**EXERCISE DATA:**
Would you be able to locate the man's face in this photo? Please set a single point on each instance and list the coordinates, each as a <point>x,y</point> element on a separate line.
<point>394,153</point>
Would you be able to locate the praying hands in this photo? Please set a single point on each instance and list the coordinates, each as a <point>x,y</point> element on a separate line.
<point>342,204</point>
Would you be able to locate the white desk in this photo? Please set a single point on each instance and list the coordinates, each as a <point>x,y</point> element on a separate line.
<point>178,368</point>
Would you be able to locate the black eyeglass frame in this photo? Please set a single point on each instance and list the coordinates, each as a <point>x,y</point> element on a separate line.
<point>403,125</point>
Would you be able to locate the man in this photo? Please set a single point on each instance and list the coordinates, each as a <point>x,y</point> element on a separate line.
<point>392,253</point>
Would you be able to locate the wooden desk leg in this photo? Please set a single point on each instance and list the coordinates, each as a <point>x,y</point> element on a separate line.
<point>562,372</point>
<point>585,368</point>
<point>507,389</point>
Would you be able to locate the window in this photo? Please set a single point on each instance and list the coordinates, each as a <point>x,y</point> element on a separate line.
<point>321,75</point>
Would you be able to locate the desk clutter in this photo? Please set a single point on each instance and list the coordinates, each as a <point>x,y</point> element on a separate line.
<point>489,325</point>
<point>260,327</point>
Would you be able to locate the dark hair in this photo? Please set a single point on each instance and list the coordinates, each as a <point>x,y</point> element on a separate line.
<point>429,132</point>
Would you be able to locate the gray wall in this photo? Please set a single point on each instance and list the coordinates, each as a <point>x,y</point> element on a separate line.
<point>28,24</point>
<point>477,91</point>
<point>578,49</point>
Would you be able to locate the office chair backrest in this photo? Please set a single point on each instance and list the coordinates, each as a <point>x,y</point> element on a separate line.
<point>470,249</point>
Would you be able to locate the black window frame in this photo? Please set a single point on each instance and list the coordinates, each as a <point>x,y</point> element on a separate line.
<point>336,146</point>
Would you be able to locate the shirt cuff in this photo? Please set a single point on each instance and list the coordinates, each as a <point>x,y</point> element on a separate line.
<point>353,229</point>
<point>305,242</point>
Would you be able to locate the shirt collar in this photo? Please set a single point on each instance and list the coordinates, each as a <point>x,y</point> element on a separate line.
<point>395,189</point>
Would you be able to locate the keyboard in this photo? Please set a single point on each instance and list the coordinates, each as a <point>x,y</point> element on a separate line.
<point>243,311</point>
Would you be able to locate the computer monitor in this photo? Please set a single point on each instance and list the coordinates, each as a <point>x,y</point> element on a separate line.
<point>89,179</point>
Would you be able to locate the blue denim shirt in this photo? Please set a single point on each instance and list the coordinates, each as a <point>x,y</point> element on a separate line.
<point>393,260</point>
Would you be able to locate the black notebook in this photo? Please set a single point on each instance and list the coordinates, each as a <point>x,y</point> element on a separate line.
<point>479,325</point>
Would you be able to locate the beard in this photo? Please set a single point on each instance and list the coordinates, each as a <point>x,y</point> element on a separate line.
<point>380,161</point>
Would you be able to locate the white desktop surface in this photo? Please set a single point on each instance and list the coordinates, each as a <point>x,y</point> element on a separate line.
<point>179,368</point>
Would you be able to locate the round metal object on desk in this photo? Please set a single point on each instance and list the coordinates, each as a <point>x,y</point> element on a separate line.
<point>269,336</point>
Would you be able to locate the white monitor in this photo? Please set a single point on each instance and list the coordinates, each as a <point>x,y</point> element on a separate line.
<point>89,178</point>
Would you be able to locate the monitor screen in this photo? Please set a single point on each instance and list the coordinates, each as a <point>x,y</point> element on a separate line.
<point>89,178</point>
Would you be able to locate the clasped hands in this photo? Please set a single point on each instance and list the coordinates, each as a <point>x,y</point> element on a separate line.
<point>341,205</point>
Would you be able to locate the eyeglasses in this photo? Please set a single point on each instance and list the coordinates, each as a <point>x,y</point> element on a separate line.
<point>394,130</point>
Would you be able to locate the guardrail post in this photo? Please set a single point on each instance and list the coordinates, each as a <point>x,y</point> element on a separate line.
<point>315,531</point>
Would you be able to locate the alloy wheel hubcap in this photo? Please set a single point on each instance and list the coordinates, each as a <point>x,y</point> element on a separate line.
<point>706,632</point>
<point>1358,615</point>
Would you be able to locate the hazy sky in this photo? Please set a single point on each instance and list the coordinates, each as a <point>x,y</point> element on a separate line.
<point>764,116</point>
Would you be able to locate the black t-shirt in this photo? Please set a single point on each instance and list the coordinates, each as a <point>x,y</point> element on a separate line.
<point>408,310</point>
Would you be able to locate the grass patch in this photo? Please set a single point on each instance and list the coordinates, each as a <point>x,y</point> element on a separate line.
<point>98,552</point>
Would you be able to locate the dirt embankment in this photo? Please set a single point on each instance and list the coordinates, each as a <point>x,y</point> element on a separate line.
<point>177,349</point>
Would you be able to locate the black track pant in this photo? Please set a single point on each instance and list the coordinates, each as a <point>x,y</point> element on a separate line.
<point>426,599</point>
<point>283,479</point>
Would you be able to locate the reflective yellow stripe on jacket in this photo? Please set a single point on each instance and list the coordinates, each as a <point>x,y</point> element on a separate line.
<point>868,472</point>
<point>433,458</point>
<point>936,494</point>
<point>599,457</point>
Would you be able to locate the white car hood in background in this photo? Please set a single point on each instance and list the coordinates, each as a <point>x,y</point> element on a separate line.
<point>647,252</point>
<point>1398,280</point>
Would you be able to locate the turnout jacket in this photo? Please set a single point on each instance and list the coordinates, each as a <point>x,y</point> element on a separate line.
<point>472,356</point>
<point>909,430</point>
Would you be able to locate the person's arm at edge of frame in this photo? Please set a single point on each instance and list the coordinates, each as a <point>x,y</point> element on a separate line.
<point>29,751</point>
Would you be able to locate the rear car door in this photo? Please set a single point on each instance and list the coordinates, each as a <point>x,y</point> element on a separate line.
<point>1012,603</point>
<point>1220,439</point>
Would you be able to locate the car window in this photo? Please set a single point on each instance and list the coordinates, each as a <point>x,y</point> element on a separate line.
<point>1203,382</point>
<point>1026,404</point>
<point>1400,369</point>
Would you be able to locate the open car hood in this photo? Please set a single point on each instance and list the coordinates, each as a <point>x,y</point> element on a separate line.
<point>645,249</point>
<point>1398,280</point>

**PROBLEM REQUIREMENTS:** Every record, copied exactly, is the expected answer.

**EXERCISE OUTPUT:**
Would you be able to locate the man's face in this photo? Please set a single point on each instance and list the coordinates, each as a <point>x,y</point> element on a separate line.
<point>394,153</point>
Would you be able to locate the praying hands in this photo? Please set a single point on each instance and list the coordinates, each as a <point>x,y</point> element on a separate line.
<point>342,204</point>
Would you be able to locate the white desk in this photo? Please set a single point on each instance and list the coordinates, each as a <point>x,y</point> element on a separate line.
<point>178,368</point>
Would you be able to locate the black eyeglass frame in this photo? Please set a single point on each instance and list the coordinates, each as a <point>x,y</point> element on a separate line.
<point>403,125</point>
Would you be able to locate the man in this photo? Please set a single point on each instance and list the coordinates, each as a <point>x,y</point> element on a separate line.
<point>392,253</point>
Would you be able to locate the wooden desk leg in this photo? Please set a single point on each instance and list the coordinates, each as a <point>x,y</point> element on a separate line.
<point>562,372</point>
<point>585,368</point>
<point>507,389</point>
Would you be able to locate the window in this photo? Please set a single point on each instance and list the coordinates, each as a <point>x,y</point> element on a separate line.
<point>321,75</point>
Would you be able to locate the desk clutter in this photo? Please set a single point on each instance and list the coordinates, each as a <point>x,y</point> element on a separate line.
<point>489,325</point>
<point>260,327</point>
Would you be able to locate the dark hair in this photo? Please set a single point on each instance and list the coordinates, each as a <point>x,y</point> element on a separate line.
<point>429,132</point>
Would you be able to locate the gray wall in this photo? Please set a single point on each instance and list the coordinates, each as a <point>x,y</point> element on a separate line.
<point>28,24</point>
<point>477,91</point>
<point>578,49</point>
Would you be able to locate the office chair backrest in this photo? Please set a single point on each instance and list the coordinates, each as a <point>x,y</point> element on a separate line.
<point>470,249</point>
Would you be able to locate the black window frame in this photo? Please set a single point on each instance and list the coordinates, each as a <point>x,y</point> element on a separate line.
<point>336,146</point>
Would you be able to locate the shirt cuff in this photo? Please set a single point on each instance and list the coordinates, each as a <point>x,y</point> element on a separate line.
<point>353,229</point>
<point>305,242</point>
Would you be able to locate the shirt collar in this photo? Please set a single point on each instance and list the coordinates, each as a <point>x,y</point> element on a separate line.
<point>395,189</point>
Would you be able to locate the keyboard in this photo? Please set a single point on each instance and list the coordinates, each as a <point>x,y</point> element on a separate line.
<point>243,311</point>
Would you be able to locate the computer monitor in this photo? Please set a single point on each instance and list the coordinates, each as a <point>x,y</point> element on a separate line.
<point>89,179</point>
Would you be able to locate the blue denim shirt in this photo? Please set a single point on each instance and list the coordinates, each as a <point>x,y</point> element on a separate line.
<point>393,260</point>
Would you be able to locate the black notebook in this photo? Please set a single point on each instance and list the coordinates, each as a <point>x,y</point> element on a separate line.
<point>479,325</point>
Would you be able to locate the beard in this photo? Please set a single point on each instance and list the coordinates, each as a <point>x,y</point> element on a separate line.
<point>380,161</point>
Would you be able to locate the white desktop surface in this photo? Please set a single point on each instance and list the coordinates, each as a <point>x,y</point> element on a separate line.
<point>179,368</point>
Would you be able to locate the round metal object on desk in this photo? Please set a single point on each instance and list the coordinates, each as a <point>x,y</point> element on a separate line.
<point>269,336</point>
Would you be able to locate the white monitor in this photo? Please set a single point on each instance and list the coordinates, each as a <point>x,y</point> element on a separate line.
<point>89,178</point>
Would you be able to locate the monitor screen in this photo? Please set a single point on each instance and list the coordinates, each as a <point>x,y</point> element on a separate line.
<point>89,178</point>
Would you be able to locate the clasped hands in this photo? Please set a single point on each instance and list the coordinates, each as a <point>x,y</point> element on a separate line.
<point>341,205</point>
Would you be able to locate the eyeglasses in this photo? Please set a single point on each instance and list the coordinates, each as a <point>x,y</point> element on a separate line.
<point>394,130</point>
Would you be able to locate the guardrail post in this photo? Please set a single point on each instance and list the coordinates, each as a <point>x,y</point> element on a separate line.
<point>315,531</point>
Would you be able to locate the alloy wheel hubcap in this photo? Please set a single point on each instance and list the coordinates, each as a <point>x,y</point> element on a separate line.
<point>706,632</point>
<point>1358,615</point>
Would you be able to locate the hazy sky in this photo? Please set a single point on each instance and list the coordinates, each as a <point>x,y</point> element on a separate line.
<point>764,116</point>
Would you be able to locate the black t-shirt in this photo? Please set a single point on each instance and list the coordinates, each as a <point>x,y</point> element on a separate line.
<point>408,310</point>
Would you be able to locate the grass patch in this photo? Please set a single point on each instance and list the coordinates, each as a <point>x,y</point> element on a separate line.
<point>98,552</point>
Would you be able to locate the dirt embankment in this photo? Please set a single point on each instance and list the coordinates, each as a <point>x,y</point> element on a separate line.
<point>177,349</point>
Would you be able to locate the black track pant in this photo? Please set a single point on each instance and list the coordinates, each as a <point>x,y</point> element on a separate line.
<point>426,599</point>
<point>283,479</point>
Would you be able to locate the reflective yellow stripe on jacket in this photo? Please set a single point on each instance and list the coordinates, each as a <point>x,y</point> element on a separate line.
<point>868,472</point>
<point>433,458</point>
<point>936,494</point>
<point>599,457</point>
Would you be able to locate the white car hood in background in this photo? Please set a single point on each instance and list the coordinates, each as a <point>x,y</point> element on a separate line.
<point>647,252</point>
<point>1398,280</point>
Would you be able to locate the turnout jacket in this photo? Please set a single point on each instance and list the coordinates, each as a <point>x,y</point> element on a separate line.
<point>472,356</point>
<point>909,430</point>
Would you be able to locate the person's arm at edge of frame in this photo? Please set a single point on each instance and list the coordinates, each as a <point>x,y</point> element on a separate line.
<point>29,751</point>
Would you be able to locate the rear car door in this photo? Please set a single point on each instance and list the coordinates, each as a <point>x,y</point> element on a separate line.
<point>1012,603</point>
<point>1220,439</point>
Would you be able to locate the car window in this photo? Please set a single point on each instance and list the coordinates, each as a <point>x,y</point> element on a separate line.
<point>1203,382</point>
<point>1026,404</point>
<point>1400,369</point>
Would you be able to locate the open car hood in this photo? Please set a single point on each instance and list the coordinates, each as a <point>x,y</point> element on a separate line.
<point>645,249</point>
<point>1398,280</point>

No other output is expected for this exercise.